### Exercise
Rescale the rows below by rewriting every line, requests included, with each bounding-box coordinate in the answers multiplied by 2.25 and rounded to a whole number, halves rounded up. Leave the pictures out of the answer.

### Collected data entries
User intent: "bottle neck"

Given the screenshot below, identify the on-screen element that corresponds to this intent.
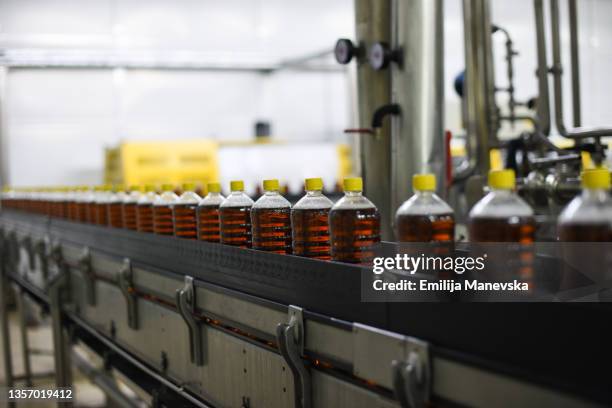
[582,188,609,201]
[306,190,323,197]
[344,191,363,197]
[491,187,514,196]
[414,190,434,198]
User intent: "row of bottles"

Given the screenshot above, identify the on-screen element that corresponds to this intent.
[2,169,612,263]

### Answer to the task
User intent: "bottle neck"

Given the screenshot below, identify the on-screen element that corresponds to this intent.
[1310,423,1370,452]
[689,428,727,443]
[774,430,817,443]
[1105,421,1157,441]
[932,428,977,446]
User intent: "row of bottles"

Given the screenshot above, identify the on-screen element that corresponds to this intent.
[5,380,1377,592]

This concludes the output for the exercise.